> [Aim of the task]:
Write out each of the following rows exactly as given, with every character and line break kept unchanged.

> [Given data]:
## Start
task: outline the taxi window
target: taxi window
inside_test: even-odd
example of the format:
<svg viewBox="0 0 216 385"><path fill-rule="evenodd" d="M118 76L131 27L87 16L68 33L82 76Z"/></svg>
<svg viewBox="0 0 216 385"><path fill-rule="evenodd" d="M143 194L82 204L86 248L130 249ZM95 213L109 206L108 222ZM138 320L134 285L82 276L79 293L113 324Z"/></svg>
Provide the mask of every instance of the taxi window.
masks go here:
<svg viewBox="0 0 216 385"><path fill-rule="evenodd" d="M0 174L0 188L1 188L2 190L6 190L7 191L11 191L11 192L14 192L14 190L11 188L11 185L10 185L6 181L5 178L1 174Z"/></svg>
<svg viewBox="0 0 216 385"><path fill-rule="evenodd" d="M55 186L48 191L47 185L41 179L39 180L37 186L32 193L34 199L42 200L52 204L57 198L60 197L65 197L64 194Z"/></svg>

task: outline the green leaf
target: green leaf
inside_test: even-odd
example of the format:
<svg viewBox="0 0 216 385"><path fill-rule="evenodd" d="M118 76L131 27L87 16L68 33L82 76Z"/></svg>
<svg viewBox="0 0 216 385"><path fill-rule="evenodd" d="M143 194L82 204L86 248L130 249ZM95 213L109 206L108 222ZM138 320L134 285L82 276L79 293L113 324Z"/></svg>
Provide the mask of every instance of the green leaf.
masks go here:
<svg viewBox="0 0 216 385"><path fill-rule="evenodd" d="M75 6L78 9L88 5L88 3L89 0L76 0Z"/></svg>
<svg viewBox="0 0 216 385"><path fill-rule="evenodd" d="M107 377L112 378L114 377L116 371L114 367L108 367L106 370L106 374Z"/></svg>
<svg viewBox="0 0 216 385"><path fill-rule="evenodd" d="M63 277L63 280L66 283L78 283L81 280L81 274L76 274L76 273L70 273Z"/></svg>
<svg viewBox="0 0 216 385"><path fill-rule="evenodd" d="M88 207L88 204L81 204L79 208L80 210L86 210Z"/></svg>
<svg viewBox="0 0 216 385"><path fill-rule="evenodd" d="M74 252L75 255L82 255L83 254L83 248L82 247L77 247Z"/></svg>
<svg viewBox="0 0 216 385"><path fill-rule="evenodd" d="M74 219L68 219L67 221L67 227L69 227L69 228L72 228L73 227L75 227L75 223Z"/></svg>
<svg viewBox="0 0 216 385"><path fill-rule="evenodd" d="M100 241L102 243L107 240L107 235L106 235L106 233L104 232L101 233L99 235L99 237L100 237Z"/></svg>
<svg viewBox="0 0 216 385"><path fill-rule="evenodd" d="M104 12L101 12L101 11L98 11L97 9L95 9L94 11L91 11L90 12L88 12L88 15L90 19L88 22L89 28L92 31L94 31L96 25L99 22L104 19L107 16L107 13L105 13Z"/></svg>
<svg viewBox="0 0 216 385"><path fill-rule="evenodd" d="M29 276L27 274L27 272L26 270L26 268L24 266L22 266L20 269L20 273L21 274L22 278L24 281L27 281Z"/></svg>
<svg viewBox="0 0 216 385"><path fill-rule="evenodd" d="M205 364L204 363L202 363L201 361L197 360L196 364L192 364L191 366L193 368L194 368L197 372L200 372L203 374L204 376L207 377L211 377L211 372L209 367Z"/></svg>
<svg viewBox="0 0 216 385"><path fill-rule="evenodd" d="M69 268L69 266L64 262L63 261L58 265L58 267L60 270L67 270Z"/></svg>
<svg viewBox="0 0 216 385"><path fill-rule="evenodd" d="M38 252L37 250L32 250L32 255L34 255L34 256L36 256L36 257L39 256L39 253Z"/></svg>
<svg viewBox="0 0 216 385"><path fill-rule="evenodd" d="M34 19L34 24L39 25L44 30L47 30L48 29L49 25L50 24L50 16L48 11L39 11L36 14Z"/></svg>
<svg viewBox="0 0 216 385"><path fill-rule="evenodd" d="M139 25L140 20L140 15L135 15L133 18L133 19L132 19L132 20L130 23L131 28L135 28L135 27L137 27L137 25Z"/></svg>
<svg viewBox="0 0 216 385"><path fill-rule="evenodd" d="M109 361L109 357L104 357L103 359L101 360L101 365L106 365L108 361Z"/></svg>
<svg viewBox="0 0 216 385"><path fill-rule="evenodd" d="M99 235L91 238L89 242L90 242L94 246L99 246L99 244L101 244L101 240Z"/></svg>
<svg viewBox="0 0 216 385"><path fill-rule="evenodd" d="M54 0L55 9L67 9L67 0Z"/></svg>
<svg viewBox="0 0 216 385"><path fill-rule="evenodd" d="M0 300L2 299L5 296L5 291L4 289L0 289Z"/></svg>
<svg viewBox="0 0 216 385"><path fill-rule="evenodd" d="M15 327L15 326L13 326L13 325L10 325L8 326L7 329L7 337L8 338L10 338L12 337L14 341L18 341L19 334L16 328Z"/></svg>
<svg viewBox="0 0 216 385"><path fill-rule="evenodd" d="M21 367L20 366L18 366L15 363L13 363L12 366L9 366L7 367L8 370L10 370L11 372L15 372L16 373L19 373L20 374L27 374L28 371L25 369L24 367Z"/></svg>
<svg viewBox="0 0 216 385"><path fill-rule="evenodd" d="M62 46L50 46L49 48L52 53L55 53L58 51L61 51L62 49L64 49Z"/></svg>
## End
> [Full solution]:
task: outline the taxi window
target: taxi window
inside_test: even-odd
example of the format:
<svg viewBox="0 0 216 385"><path fill-rule="evenodd" d="M118 76L131 27L87 16L68 33L82 76Z"/></svg>
<svg viewBox="0 0 216 385"><path fill-rule="evenodd" d="M143 194L82 204L86 248L130 249ZM95 213L109 206L108 222ZM138 320L134 285L82 276L79 293L113 324Z"/></svg>
Provide the mask of every instance of the taxi window.
masks go here:
<svg viewBox="0 0 216 385"><path fill-rule="evenodd" d="M0 174L0 188L1 188L2 190L6 190L7 191L11 191L11 192L14 192L14 190L11 188L11 185L10 185L6 181L5 178L1 174Z"/></svg>
<svg viewBox="0 0 216 385"><path fill-rule="evenodd" d="M55 186L48 191L47 185L41 179L39 180L37 186L32 193L34 199L42 200L52 204L57 198L60 197L65 197L64 194Z"/></svg>

task: outline the green leaf
target: green leaf
inside_test: even-odd
example of the format:
<svg viewBox="0 0 216 385"><path fill-rule="evenodd" d="M118 76L131 27L87 16L68 33L82 76Z"/></svg>
<svg viewBox="0 0 216 385"><path fill-rule="evenodd" d="M143 194L82 204L86 248L130 249ZM95 213L109 206L108 222ZM138 320L134 285L82 276L79 293L113 324Z"/></svg>
Provide the mask of every instance of the green leaf.
masks go here:
<svg viewBox="0 0 216 385"><path fill-rule="evenodd" d="M75 6L78 9L88 5L88 3L89 0L76 0Z"/></svg>
<svg viewBox="0 0 216 385"><path fill-rule="evenodd" d="M107 377L112 378L114 377L116 371L114 367L108 367L106 370L106 374Z"/></svg>
<svg viewBox="0 0 216 385"><path fill-rule="evenodd" d="M63 277L63 280L66 283L78 283L81 280L81 274L76 274L76 273L70 273Z"/></svg>
<svg viewBox="0 0 216 385"><path fill-rule="evenodd" d="M88 207L88 204L81 204L79 208L80 210L86 210Z"/></svg>
<svg viewBox="0 0 216 385"><path fill-rule="evenodd" d="M74 252L75 255L82 255L83 254L83 248L82 247L77 247Z"/></svg>
<svg viewBox="0 0 216 385"><path fill-rule="evenodd" d="M74 219L68 219L67 221L67 227L69 227L69 228L72 228L73 227L75 227L75 223Z"/></svg>
<svg viewBox="0 0 216 385"><path fill-rule="evenodd" d="M100 241L102 243L107 240L107 235L106 235L106 233L104 232L101 233L99 235L99 237L100 237Z"/></svg>
<svg viewBox="0 0 216 385"><path fill-rule="evenodd" d="M104 12L101 12L101 11L98 11L97 9L95 9L94 11L91 11L90 12L88 12L88 15L90 19L88 22L89 28L92 31L94 31L96 25L99 22L104 19L107 16L107 13L105 13Z"/></svg>
<svg viewBox="0 0 216 385"><path fill-rule="evenodd" d="M29 276L27 274L27 272L26 270L26 268L24 266L22 266L20 269L20 273L21 274L22 278L24 281L27 281Z"/></svg>
<svg viewBox="0 0 216 385"><path fill-rule="evenodd" d="M205 364L204 363L202 363L201 361L197 360L196 364L192 364L191 366L193 368L194 368L197 372L200 372L203 374L204 376L207 377L211 377L211 372L209 367Z"/></svg>
<svg viewBox="0 0 216 385"><path fill-rule="evenodd" d="M69 268L69 266L64 262L63 261L58 265L58 267L60 270L67 270Z"/></svg>
<svg viewBox="0 0 216 385"><path fill-rule="evenodd" d="M38 252L37 250L32 250L32 255L34 255L34 256L36 256L36 257L39 256L39 253Z"/></svg>
<svg viewBox="0 0 216 385"><path fill-rule="evenodd" d="M34 19L34 24L39 25L44 30L47 30L48 29L49 25L50 24L50 16L48 11L39 11L36 14Z"/></svg>
<svg viewBox="0 0 216 385"><path fill-rule="evenodd" d="M139 25L140 20L140 15L135 15L133 18L133 19L132 19L132 20L130 23L131 28L135 28L135 27L137 27L137 25Z"/></svg>
<svg viewBox="0 0 216 385"><path fill-rule="evenodd" d="M109 361L109 357L104 357L103 359L101 360L101 365L106 365L108 361Z"/></svg>
<svg viewBox="0 0 216 385"><path fill-rule="evenodd" d="M99 235L91 238L89 242L90 242L94 246L99 246L99 244L101 244L101 240Z"/></svg>
<svg viewBox="0 0 216 385"><path fill-rule="evenodd" d="M54 0L55 9L67 9L67 0Z"/></svg>
<svg viewBox="0 0 216 385"><path fill-rule="evenodd" d="M0 300L2 299L5 296L5 291L4 289L0 289Z"/></svg>
<svg viewBox="0 0 216 385"><path fill-rule="evenodd" d="M15 327L15 326L13 326L13 325L10 325L8 326L7 329L7 337L8 338L10 338L12 337L14 341L18 341L19 334L16 328Z"/></svg>
<svg viewBox="0 0 216 385"><path fill-rule="evenodd" d="M21 367L20 366L18 366L15 363L13 363L12 366L9 366L7 367L8 370L10 370L11 372L15 372L16 373L19 373L20 374L27 374L28 371L25 369L24 367Z"/></svg>
<svg viewBox="0 0 216 385"><path fill-rule="evenodd" d="M62 46L50 46L49 48L52 53L55 53L58 51L61 51L62 49L64 49Z"/></svg>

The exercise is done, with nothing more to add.